* **AIM OF THE EXERCISE**: Can you return every line in the rows below that contains the string "dark"? Matches are case-sensitive.

* **LISTED ENTRIES**:
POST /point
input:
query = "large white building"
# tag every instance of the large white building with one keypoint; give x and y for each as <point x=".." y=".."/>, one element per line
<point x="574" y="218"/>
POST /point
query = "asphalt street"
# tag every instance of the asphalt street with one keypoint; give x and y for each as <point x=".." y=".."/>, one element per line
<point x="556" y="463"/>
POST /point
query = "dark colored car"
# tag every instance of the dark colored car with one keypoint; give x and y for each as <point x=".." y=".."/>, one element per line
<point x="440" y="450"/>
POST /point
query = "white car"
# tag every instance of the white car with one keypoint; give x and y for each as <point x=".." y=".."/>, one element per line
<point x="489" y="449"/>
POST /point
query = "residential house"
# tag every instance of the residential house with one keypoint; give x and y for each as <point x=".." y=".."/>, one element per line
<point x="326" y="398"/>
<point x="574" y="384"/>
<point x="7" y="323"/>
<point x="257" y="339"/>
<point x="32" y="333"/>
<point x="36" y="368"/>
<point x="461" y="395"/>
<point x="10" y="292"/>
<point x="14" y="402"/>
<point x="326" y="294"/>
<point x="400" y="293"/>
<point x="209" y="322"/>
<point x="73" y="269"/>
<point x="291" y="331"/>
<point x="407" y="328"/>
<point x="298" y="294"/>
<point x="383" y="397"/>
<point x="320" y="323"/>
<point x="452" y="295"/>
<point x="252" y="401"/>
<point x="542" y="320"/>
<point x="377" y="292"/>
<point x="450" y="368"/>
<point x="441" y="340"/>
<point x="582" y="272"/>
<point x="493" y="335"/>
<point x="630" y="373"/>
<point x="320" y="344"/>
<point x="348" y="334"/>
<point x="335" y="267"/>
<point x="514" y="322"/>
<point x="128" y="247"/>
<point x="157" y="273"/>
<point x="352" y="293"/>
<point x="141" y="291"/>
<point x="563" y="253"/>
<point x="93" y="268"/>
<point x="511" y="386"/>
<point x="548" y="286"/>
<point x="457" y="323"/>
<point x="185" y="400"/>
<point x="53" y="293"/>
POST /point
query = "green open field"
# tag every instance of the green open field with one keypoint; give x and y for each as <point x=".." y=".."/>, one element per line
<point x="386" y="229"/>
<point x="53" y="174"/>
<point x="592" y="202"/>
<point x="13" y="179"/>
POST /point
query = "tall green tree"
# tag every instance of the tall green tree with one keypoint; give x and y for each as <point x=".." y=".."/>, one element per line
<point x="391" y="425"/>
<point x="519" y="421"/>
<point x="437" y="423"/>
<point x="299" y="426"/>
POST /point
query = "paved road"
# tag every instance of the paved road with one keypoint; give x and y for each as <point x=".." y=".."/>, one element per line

* **SOLUTION TO THE EXERCISE**:
query = "dark colored car"
# tag every instance of the dark colored car with one keypoint; give x and y for each as <point x=".." y=".."/>, one element per line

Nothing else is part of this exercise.